_Task goal_:
Please restate the lines shown below exactly, every one of them.

[Region pointing data]
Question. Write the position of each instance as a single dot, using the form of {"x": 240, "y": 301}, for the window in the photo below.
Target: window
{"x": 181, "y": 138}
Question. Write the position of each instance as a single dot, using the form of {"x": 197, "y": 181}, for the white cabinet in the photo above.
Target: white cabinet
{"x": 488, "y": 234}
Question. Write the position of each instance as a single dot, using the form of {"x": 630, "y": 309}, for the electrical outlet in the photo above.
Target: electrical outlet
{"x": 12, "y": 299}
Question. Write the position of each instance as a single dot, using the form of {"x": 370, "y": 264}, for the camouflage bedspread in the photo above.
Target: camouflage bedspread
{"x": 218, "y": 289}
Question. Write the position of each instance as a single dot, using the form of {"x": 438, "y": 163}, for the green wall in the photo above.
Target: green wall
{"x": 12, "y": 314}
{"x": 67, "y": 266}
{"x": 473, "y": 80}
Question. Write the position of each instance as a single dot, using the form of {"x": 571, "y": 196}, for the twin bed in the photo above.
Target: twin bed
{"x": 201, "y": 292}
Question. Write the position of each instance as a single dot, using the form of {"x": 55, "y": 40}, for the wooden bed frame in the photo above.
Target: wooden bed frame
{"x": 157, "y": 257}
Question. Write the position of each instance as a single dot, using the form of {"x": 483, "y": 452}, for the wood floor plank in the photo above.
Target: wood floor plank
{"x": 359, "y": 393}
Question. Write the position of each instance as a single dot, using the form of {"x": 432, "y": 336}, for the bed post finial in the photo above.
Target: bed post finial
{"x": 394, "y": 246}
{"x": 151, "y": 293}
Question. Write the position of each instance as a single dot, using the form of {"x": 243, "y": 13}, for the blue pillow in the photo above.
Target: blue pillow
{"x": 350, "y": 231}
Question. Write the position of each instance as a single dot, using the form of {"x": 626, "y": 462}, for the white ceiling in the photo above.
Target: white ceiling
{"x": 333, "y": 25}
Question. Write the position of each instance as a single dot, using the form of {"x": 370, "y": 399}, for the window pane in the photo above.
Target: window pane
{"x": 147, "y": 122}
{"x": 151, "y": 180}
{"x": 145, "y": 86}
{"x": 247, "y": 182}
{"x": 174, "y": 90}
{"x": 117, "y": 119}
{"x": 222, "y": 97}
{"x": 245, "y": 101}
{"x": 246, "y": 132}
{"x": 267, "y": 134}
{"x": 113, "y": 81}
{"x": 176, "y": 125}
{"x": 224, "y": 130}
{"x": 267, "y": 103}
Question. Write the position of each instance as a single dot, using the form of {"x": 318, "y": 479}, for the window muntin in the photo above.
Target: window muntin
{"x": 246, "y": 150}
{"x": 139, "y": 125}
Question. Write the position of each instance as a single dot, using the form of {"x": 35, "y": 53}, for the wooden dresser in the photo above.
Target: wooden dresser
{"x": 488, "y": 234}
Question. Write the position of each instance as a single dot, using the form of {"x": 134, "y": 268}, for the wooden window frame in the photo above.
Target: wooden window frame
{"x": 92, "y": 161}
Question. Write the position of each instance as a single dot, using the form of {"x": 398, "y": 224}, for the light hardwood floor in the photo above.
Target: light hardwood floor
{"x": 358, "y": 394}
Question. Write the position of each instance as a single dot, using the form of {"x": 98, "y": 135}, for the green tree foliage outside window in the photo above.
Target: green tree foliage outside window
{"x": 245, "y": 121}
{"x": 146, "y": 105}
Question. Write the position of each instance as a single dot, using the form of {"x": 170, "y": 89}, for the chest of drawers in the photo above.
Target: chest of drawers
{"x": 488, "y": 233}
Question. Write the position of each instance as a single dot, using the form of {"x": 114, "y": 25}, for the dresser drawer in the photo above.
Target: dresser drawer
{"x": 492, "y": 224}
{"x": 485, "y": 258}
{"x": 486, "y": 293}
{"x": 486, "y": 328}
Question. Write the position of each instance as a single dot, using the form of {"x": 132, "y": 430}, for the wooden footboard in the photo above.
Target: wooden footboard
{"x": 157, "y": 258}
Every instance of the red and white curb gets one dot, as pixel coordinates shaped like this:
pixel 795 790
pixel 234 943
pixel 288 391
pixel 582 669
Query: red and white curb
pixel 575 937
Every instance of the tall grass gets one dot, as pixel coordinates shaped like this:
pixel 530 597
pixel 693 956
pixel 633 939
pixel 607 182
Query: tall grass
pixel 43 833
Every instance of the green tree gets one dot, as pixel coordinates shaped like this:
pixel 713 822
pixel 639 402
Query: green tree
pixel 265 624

_Solution to this task_:
Question. Write the position of each instance as a single dot, using the form of {"x": 240, "y": 301}, for the window in the photo below.
Target: window
{"x": 181, "y": 138}
Question. Write the position of each instance as a single dot, using the form of {"x": 197, "y": 181}, for the white cabinet in the photo above.
Target: white cabinet
{"x": 488, "y": 234}
Question. Write the position of each instance as a single dot, using the form of {"x": 630, "y": 309}, for the electrical outlet in the photo above.
Target: electrical outlet
{"x": 12, "y": 299}
Question. Write the position of each instance as a single dot, using the form of {"x": 370, "y": 264}, for the camouflage bedspread in the photo above.
Target: camouflage bedspread
{"x": 218, "y": 289}
Question. Write the position of each instance as a single dot, using the form of {"x": 438, "y": 163}, for the green wall in the photo above.
Target: green wall
{"x": 12, "y": 314}
{"x": 67, "y": 266}
{"x": 473, "y": 80}
Question. Write the position of each instance as a single dot, using the form of {"x": 571, "y": 196}, for the twin bed in the photo above.
Target: twin bed
{"x": 201, "y": 292}
Question. Write the position of each instance as a single dot, using the form of {"x": 55, "y": 40}, for the wooden bed frame in the photo above.
Target: wooden bed frame
{"x": 157, "y": 257}
Question. Write the position of each instance as a single dot, using the form of {"x": 483, "y": 452}, for the wood floor plank in the photo above.
Target: wood floor plank
{"x": 359, "y": 393}
Question. Write the position of each instance as a single dot, using the form of {"x": 432, "y": 336}, for the bed post finial in the photo above.
Target: bed post finial
{"x": 394, "y": 246}
{"x": 151, "y": 293}
Question. Write the position of each instance as a single dot, using the form of {"x": 243, "y": 13}, for the blue pillow in the photo above.
Target: blue pillow
{"x": 350, "y": 231}
Question. Write the position of each instance as a single dot, using the form of {"x": 626, "y": 462}, for the white ceiling in the photo above.
Target: white ceiling
{"x": 333, "y": 25}
Question. Write the position of each instance as a single dot, using the form of {"x": 370, "y": 399}, for the window pane in the photo above.
Target: window pane
{"x": 147, "y": 122}
{"x": 151, "y": 180}
{"x": 145, "y": 86}
{"x": 247, "y": 182}
{"x": 174, "y": 90}
{"x": 117, "y": 119}
{"x": 222, "y": 97}
{"x": 245, "y": 101}
{"x": 246, "y": 132}
{"x": 267, "y": 134}
{"x": 113, "y": 81}
{"x": 176, "y": 125}
{"x": 224, "y": 130}
{"x": 267, "y": 103}
Question. Write the position of each instance as a single dot, using the form of {"x": 318, "y": 479}, for the window muntin in the photo above.
Target: window muntin
{"x": 246, "y": 150}
{"x": 139, "y": 125}
Question. Write the position of each instance as a single dot, using the form of {"x": 35, "y": 53}, for the wooden dresser in the photo above.
Target: wooden dresser
{"x": 488, "y": 234}
Question. Write the position of each instance as a single dot, using the form of {"x": 134, "y": 268}, for the wooden window frame in the photo above.
Target: wooden window frame
{"x": 92, "y": 161}
Question. Write the position of each instance as a single dot, using the form of {"x": 398, "y": 224}, for the light hardwood floor in the photo above.
Target: light hardwood floor
{"x": 358, "y": 394}
Question. Write the position of each instance as a single dot, using the form of {"x": 98, "y": 135}, for the green tree foliage outside window in the photo above.
Target: green tree foliage outside window
{"x": 245, "y": 121}
{"x": 146, "y": 105}
Question. Write the position of each instance as a single dot, using the form of {"x": 170, "y": 89}, for the chest of drawers in the photo above.
Target: chest of drawers
{"x": 488, "y": 233}
Question. Write the position of each instance as a single dot, using the form of {"x": 114, "y": 25}, for the dresser drawer in the photo above.
Target: dresser drawer
{"x": 492, "y": 224}
{"x": 485, "y": 258}
{"x": 486, "y": 293}
{"x": 486, "y": 328}
Question. Write the position of each instance as a single dot, using the form of {"x": 132, "y": 430}, for the wooden footboard in the photo above.
Target: wooden footboard
{"x": 157, "y": 258}
Every instance of the red and white curb gets one dot, as pixel coordinates shaped like this:
pixel 795 790
pixel 234 943
pixel 288 391
pixel 582 669
Query: red and white curb
pixel 575 937
Every instance of the tall grass gets one dot, as pixel coordinates shaped like this:
pixel 530 597
pixel 693 956
pixel 633 939
pixel 607 182
Query: tall grass
pixel 43 833
Every instance of the green tree gets one dot, as pixel coordinates shaped like this:
pixel 713 822
pixel 639 402
Query: green tree
pixel 265 624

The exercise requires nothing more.